Segmentation dataset excerpts:
------------------------------------------------

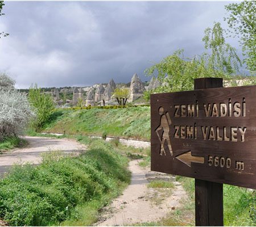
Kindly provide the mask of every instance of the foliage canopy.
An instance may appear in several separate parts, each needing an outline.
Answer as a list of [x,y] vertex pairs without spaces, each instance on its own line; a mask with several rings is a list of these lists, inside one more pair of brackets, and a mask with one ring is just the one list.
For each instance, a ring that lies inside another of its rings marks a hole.
[[240,38],[248,69],[256,71],[256,2],[242,1],[225,6],[230,13],[225,18],[234,36]]
[[205,43],[205,49],[210,51],[210,53],[205,52],[201,56],[185,58],[184,50],[179,49],[146,69],[146,75],[156,74],[158,79],[162,82],[161,86],[144,93],[146,99],[149,99],[149,94],[152,93],[193,90],[196,78],[229,78],[238,70],[241,61],[236,49],[225,43],[224,31],[219,23],[214,23],[213,28],[205,30],[202,40]]

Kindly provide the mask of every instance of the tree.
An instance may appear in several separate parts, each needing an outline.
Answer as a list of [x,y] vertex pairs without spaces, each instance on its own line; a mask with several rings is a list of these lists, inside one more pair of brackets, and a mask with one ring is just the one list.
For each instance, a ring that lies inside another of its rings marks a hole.
[[130,96],[129,89],[125,87],[117,86],[114,89],[112,95],[116,98],[119,106],[125,106]]
[[241,66],[241,60],[236,53],[237,50],[225,41],[224,33],[220,23],[214,22],[212,28],[204,31],[205,36],[202,41],[206,50],[211,49],[211,54],[208,56],[208,67],[212,68],[214,74],[217,70],[227,75],[235,74]]
[[238,36],[242,47],[243,55],[247,56],[243,62],[247,69],[256,71],[256,2],[242,1],[225,6],[230,13],[224,18],[234,36]]
[[13,79],[0,75],[0,141],[22,134],[32,116],[26,95],[14,85]]
[[[2,10],[3,9],[3,6],[5,6],[5,3],[3,3],[3,1],[0,1],[0,16],[3,15],[5,15],[2,12]],[[5,32],[0,32],[0,38],[1,37],[6,37],[9,35],[9,33],[5,33]]]
[[41,92],[41,89],[38,88],[36,84],[30,88],[28,101],[36,117],[32,120],[32,125],[36,131],[38,131],[49,120],[52,114],[54,104],[50,94]]
[[[205,31],[203,41],[210,54],[203,53],[190,58],[184,58],[184,50],[175,51],[144,71],[146,75],[156,74],[162,85],[148,93],[164,93],[193,89],[194,79],[202,77],[229,78],[236,72],[240,60],[236,49],[225,43],[224,30],[220,23],[214,23],[213,28]],[[149,98],[146,93],[146,97]]]

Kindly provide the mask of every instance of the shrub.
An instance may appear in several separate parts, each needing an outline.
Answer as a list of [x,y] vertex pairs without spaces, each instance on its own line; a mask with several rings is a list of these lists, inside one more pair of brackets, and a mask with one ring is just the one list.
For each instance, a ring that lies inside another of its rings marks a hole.
[[84,218],[80,206],[96,201],[98,209],[120,194],[129,182],[128,160],[111,144],[90,141],[90,150],[80,156],[53,152],[40,165],[10,169],[0,180],[0,217],[11,226],[56,226]]
[[0,140],[21,134],[32,116],[26,95],[14,85],[7,75],[0,75]]
[[38,131],[49,120],[54,109],[53,100],[50,94],[41,93],[36,84],[30,89],[28,100],[36,116],[33,119],[32,126]]

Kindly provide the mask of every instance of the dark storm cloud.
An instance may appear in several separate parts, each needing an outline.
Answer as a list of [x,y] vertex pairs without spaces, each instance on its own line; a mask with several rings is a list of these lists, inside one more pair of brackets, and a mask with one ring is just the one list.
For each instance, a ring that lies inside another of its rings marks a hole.
[[201,54],[204,30],[224,25],[229,3],[6,2],[0,30],[10,35],[0,40],[0,69],[19,87],[127,82],[135,73],[149,80],[150,61],[181,48]]

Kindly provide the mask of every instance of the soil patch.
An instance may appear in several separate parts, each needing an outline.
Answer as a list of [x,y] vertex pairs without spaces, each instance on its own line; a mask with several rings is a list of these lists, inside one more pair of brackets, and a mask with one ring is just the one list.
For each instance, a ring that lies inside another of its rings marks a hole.
[[[95,226],[124,226],[156,221],[179,207],[180,200],[185,199],[186,192],[173,176],[151,171],[139,166],[141,160],[130,162],[131,183],[123,194],[102,211]],[[174,188],[148,188],[151,180],[171,180]]]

------------------------------------------------

WHAT TO PRODUCE: Reproduce every line of the rows above word for word, leaving the pictures out of your answer.

SOLUTION FOR THIS TASK:
Kindly provide the mask of every instance of the foliage canopy.
An instance may appear in several separate parts, each needing an outline.
Answer as a list of [x,y] vertex pairs without spaces, each instance on its own line; a mask with several rings is a list of these lists, inside one more pair of brackets, and a mask with one ring is just the one list.
For each instance, a ring that lies inside another of its rings marks a hole.
[[240,38],[248,69],[256,71],[256,2],[242,1],[225,6],[230,13],[225,18],[234,36]]
[[205,43],[205,49],[210,51],[210,53],[205,52],[201,56],[185,58],[184,50],[179,49],[146,69],[146,75],[156,74],[158,79],[162,82],[161,86],[144,93],[146,99],[149,99],[149,94],[152,93],[193,90],[196,78],[229,78],[238,70],[241,61],[236,49],[225,43],[224,31],[219,23],[214,23],[213,28],[205,30],[202,40]]

Kindly provide the mask of every instance of the tree.
An instance may appear in several separate parts, each needing an outline.
Answer as a list of [x,y] vertex pairs without spaces, each instance on its own line; a mask with several rings is a list of these lists, inside one more pair of brackets, and a mask with one ring is just the one list.
For each instance, a ring that lies inside another of its rings marks a hole.
[[130,96],[129,89],[125,87],[117,86],[114,89],[112,95],[116,98],[119,106],[125,106]]
[[241,66],[241,60],[236,53],[237,50],[225,41],[224,33],[220,23],[214,22],[212,28],[204,31],[205,36],[202,41],[206,50],[211,49],[211,54],[208,56],[208,67],[212,68],[214,74],[217,70],[227,75],[235,74]]
[[238,36],[242,47],[243,55],[247,56],[243,62],[247,69],[256,71],[256,2],[242,1],[225,6],[230,13],[224,18],[234,36]]
[[13,79],[0,75],[0,141],[22,134],[32,116],[26,95],[14,85]]
[[[2,10],[3,9],[3,6],[5,6],[5,3],[3,3],[3,1],[0,1],[0,16],[3,15],[5,15],[2,12]],[[5,32],[0,32],[0,38],[1,37],[6,37],[9,35],[9,33],[5,33]]]
[[41,92],[41,89],[38,88],[36,84],[30,88],[28,101],[36,117],[32,120],[32,125],[36,131],[38,131],[49,120],[52,114],[54,104],[50,94]]
[[[205,31],[203,41],[210,54],[203,53],[190,58],[184,58],[184,50],[175,51],[144,71],[146,75],[156,74],[162,85],[148,93],[164,93],[193,89],[194,79],[202,77],[229,78],[236,72],[240,60],[236,49],[225,43],[224,30],[220,23],[214,23],[213,28]],[[149,98],[146,93],[146,97]]]

Kindly provide the mask of every instance of the shrub.
An instance may appear in several separate parts, each needing an outline.
Answer as a list of [x,y] vertex pairs without spaces, each instance on its own line; a mask with several rings is a list of these lists, inside one more pair of brackets, and a mask with one ring is just the one list.
For each instance, a ring that lies inside another of its rings marks a hole.
[[84,218],[80,206],[96,201],[98,209],[120,194],[129,182],[128,160],[111,144],[90,141],[90,150],[80,156],[53,152],[40,165],[10,169],[0,180],[0,217],[11,226],[56,226]]
[[0,140],[21,134],[32,116],[26,95],[14,85],[7,75],[0,75]]
[[38,131],[49,120],[54,109],[53,100],[50,94],[41,93],[36,84],[30,89],[28,100],[36,116],[33,119],[32,126]]

Kindly provide the mask of every instance of the dark storm cloud.
An instance may appear in several separate parts, each needing an outline.
Answer as a list of [x,y] vertex pairs without spaces, each instance on its own line; a mask with several rings is a list of these lists, inside one more pair of brackets, and a mask with one ring is just the one list.
For each instance, a ring that lies inside another of its rings marks a hole.
[[201,54],[204,30],[224,25],[229,3],[6,2],[0,30],[10,35],[0,40],[0,69],[19,87],[127,82],[135,73],[149,80],[150,61],[181,48]]

Kindly provide the mask of every instance of the soil patch.
An instance may appear in several separate parts, each needing an outline.
Answer as a list of [x,y] vertex pairs without spaces, each instance on its own line; a mask with several rings is a list of these lists, inside one more pair of brackets, and a mask with one ring is just the one list.
For each instance, a ring that lies inside another of its rings marks a hole.
[[[95,226],[124,226],[156,221],[179,207],[180,200],[185,199],[186,192],[173,176],[151,171],[139,166],[141,160],[130,162],[131,183],[123,194],[102,211]],[[174,188],[148,188],[151,180],[171,180]]]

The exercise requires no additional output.